Dataset records:
[start]

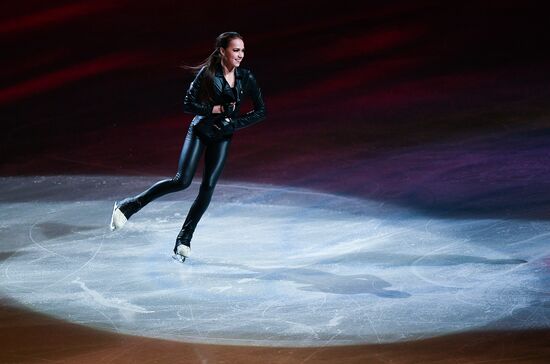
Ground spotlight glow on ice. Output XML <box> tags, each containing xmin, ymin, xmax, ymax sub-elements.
<box><xmin>0</xmin><ymin>176</ymin><xmax>550</xmax><ymax>346</ymax></box>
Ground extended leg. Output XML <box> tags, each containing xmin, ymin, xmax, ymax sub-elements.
<box><xmin>174</xmin><ymin>139</ymin><xmax>231</xmax><ymax>260</ymax></box>
<box><xmin>111</xmin><ymin>125</ymin><xmax>204</xmax><ymax>230</ymax></box>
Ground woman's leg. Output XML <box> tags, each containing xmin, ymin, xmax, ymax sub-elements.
<box><xmin>135</xmin><ymin>125</ymin><xmax>205</xmax><ymax>208</ymax></box>
<box><xmin>182</xmin><ymin>138</ymin><xmax>231</xmax><ymax>233</ymax></box>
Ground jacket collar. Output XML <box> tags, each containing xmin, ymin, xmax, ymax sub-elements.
<box><xmin>216</xmin><ymin>64</ymin><xmax>242</xmax><ymax>78</ymax></box>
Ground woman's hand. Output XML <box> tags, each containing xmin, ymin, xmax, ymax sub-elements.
<box><xmin>212</xmin><ymin>102</ymin><xmax>235</xmax><ymax>114</ymax></box>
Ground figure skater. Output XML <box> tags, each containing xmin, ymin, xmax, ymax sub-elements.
<box><xmin>110</xmin><ymin>32</ymin><xmax>266</xmax><ymax>262</ymax></box>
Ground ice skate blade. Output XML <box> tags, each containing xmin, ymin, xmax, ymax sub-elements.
<box><xmin>172</xmin><ymin>254</ymin><xmax>186</xmax><ymax>263</ymax></box>
<box><xmin>176</xmin><ymin>244</ymin><xmax>191</xmax><ymax>257</ymax></box>
<box><xmin>110</xmin><ymin>202</ymin><xmax>128</xmax><ymax>231</ymax></box>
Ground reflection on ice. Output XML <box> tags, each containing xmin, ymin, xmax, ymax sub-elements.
<box><xmin>0</xmin><ymin>177</ymin><xmax>550</xmax><ymax>346</ymax></box>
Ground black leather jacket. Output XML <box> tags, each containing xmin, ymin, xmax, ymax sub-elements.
<box><xmin>183</xmin><ymin>65</ymin><xmax>266</xmax><ymax>130</ymax></box>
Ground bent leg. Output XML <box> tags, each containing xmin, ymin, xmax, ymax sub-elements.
<box><xmin>136</xmin><ymin>125</ymin><xmax>205</xmax><ymax>207</ymax></box>
<box><xmin>183</xmin><ymin>138</ymin><xmax>231</xmax><ymax>230</ymax></box>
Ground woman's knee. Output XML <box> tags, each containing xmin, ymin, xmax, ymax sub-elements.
<box><xmin>172</xmin><ymin>173</ymin><xmax>193</xmax><ymax>190</ymax></box>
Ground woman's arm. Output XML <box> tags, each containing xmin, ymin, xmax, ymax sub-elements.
<box><xmin>232</xmin><ymin>71</ymin><xmax>267</xmax><ymax>130</ymax></box>
<box><xmin>183</xmin><ymin>68</ymin><xmax>214</xmax><ymax>116</ymax></box>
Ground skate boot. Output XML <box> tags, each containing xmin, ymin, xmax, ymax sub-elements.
<box><xmin>110</xmin><ymin>197</ymin><xmax>142</xmax><ymax>231</ymax></box>
<box><xmin>173</xmin><ymin>226</ymin><xmax>197</xmax><ymax>263</ymax></box>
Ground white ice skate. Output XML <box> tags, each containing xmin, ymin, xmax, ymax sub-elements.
<box><xmin>110</xmin><ymin>201</ymin><xmax>128</xmax><ymax>231</ymax></box>
<box><xmin>172</xmin><ymin>244</ymin><xmax>191</xmax><ymax>263</ymax></box>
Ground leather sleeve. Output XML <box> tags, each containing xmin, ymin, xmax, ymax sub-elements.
<box><xmin>233</xmin><ymin>72</ymin><xmax>267</xmax><ymax>130</ymax></box>
<box><xmin>183</xmin><ymin>67</ymin><xmax>214</xmax><ymax>116</ymax></box>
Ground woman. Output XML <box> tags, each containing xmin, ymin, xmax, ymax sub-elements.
<box><xmin>111</xmin><ymin>32</ymin><xmax>266</xmax><ymax>262</ymax></box>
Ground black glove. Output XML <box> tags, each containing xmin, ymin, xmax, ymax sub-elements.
<box><xmin>214</xmin><ymin>117</ymin><xmax>235</xmax><ymax>136</ymax></box>
<box><xmin>222</xmin><ymin>102</ymin><xmax>235</xmax><ymax>118</ymax></box>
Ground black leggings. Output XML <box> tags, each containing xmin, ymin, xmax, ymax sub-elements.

[end]

Description of the task:
How many lines of the data above contain the string "woman", with case counting? Reply with the number only.

Complete response:
5